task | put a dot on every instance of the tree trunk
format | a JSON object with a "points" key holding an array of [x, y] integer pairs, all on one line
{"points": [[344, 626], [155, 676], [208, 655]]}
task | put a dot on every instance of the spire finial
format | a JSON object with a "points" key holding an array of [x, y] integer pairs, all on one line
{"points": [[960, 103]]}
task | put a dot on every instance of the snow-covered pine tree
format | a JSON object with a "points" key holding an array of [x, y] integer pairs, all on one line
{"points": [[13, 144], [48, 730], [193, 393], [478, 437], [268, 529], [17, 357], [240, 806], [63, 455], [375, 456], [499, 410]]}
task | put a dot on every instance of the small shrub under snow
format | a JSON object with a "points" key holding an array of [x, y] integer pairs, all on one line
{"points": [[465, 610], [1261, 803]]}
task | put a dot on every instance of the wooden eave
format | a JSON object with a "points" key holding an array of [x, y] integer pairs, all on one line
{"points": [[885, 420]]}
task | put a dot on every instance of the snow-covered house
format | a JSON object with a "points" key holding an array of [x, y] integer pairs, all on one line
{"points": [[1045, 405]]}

##########

Copy out all of the records above word for word, with nothing changed.

task | put a dot on every instance of the tree trunk
format | a JSON object with a "points" key holding an array of [x, y] integer pairs, all on one line
{"points": [[344, 626], [155, 676], [208, 655]]}
task | put a dot on every instance of the spire finial
format | a JSON object with a "points" key holding an array of [x, y] integer pairs, all on one line
{"points": [[960, 103]]}
task | put a dot on every instance of the snow-covered pine tree
format | a JSON object with a "points" key holding an array of [x, y] integer pairs, all on one line
{"points": [[13, 144], [48, 730], [193, 393], [478, 437], [268, 529], [17, 357], [240, 806], [63, 455], [375, 456], [499, 410]]}
task | put a dot on every instance of the small shrub under snow
format | a JSON object with a "points" key holding an array of [x, y] integer pairs, all on one line
{"points": [[465, 610], [1261, 803]]}
task | put a dot on every instance of the wooden eave
format | a JSON object with a "points" key holding an array of [x, y] integer pairs, all on one line
{"points": [[885, 420]]}
task | put a dot on every instance of the snow-covered house
format | a JSON object with a "points" key holding an array of [x, y] integer pairs, all on one line
{"points": [[1045, 405]]}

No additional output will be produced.